Find and copy every line that contains the word "shrub". The match is case-sensitive.

········

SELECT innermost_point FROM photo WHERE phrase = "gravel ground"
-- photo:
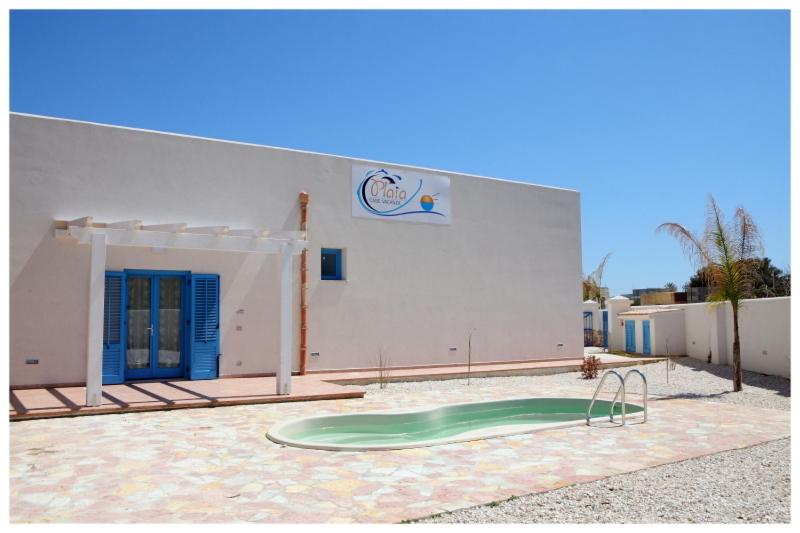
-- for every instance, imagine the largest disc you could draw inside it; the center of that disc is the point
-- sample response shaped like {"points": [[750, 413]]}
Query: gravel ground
{"points": [[751, 485], [744, 486]]}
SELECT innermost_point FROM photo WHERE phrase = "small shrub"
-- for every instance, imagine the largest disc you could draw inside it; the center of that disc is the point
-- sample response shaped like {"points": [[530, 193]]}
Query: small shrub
{"points": [[590, 366]]}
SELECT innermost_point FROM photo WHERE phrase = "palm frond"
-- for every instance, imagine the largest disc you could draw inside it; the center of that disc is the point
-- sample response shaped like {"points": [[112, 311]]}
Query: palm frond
{"points": [[693, 247]]}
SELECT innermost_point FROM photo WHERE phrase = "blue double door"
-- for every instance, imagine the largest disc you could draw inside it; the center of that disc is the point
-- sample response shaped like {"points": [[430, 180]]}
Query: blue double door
{"points": [[160, 325]]}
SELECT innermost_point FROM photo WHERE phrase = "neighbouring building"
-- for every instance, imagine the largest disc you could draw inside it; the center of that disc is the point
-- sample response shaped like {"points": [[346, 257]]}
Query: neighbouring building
{"points": [[705, 331], [146, 255]]}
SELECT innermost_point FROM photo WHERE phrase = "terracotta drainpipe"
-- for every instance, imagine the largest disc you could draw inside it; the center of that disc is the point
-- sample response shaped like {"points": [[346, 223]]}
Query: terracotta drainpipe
{"points": [[303, 283]]}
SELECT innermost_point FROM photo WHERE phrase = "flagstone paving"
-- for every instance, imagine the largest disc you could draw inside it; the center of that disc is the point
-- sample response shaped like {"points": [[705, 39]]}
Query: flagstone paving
{"points": [[215, 465]]}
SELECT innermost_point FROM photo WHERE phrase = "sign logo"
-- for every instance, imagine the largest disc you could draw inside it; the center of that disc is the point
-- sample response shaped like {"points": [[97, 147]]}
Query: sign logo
{"points": [[380, 192]]}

········

*Solved problem:*
SELECT innermost_point FROM photo WHERE phrase = "small shrub"
Query: small shrub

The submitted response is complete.